### Task to carry out:
Every line of the material needs an exact copy, apart from the images.

• • • •

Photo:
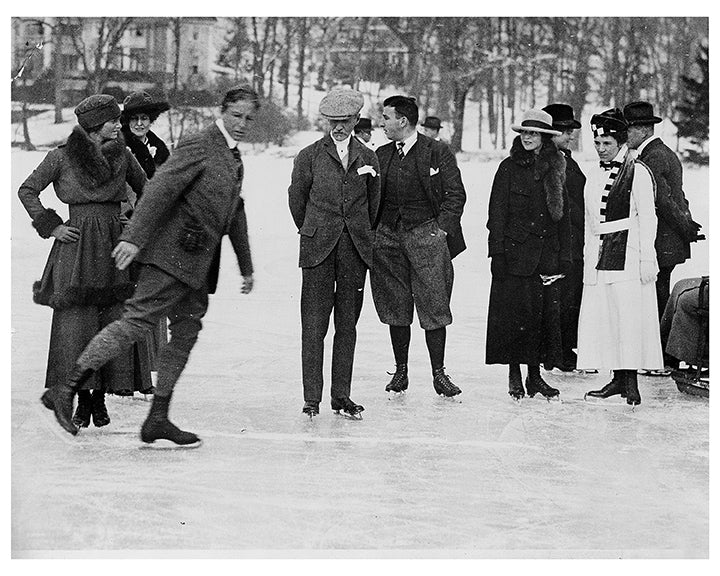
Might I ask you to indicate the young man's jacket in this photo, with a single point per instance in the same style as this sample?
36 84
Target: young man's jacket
325 199
441 181
191 202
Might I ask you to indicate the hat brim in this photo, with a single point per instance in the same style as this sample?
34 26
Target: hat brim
519 128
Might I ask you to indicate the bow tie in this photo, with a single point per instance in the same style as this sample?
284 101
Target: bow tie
610 164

• • • •

### Task answer:
Photo:
Might I ask you to indicate the young man's jacket in this photo, with a single point per instance in the same style as this sample?
36 84
Target: young man's jacket
325 199
441 181
191 202
Might I ask you to indicate the hat brim in this photo, with a single point per instance in the same style as this sample?
34 26
Target: hat brim
519 128
Might I ask you to indicate the bow tie in this photo, with a single point per instance in the same style as this sample?
284 101
Target: bow tie
610 164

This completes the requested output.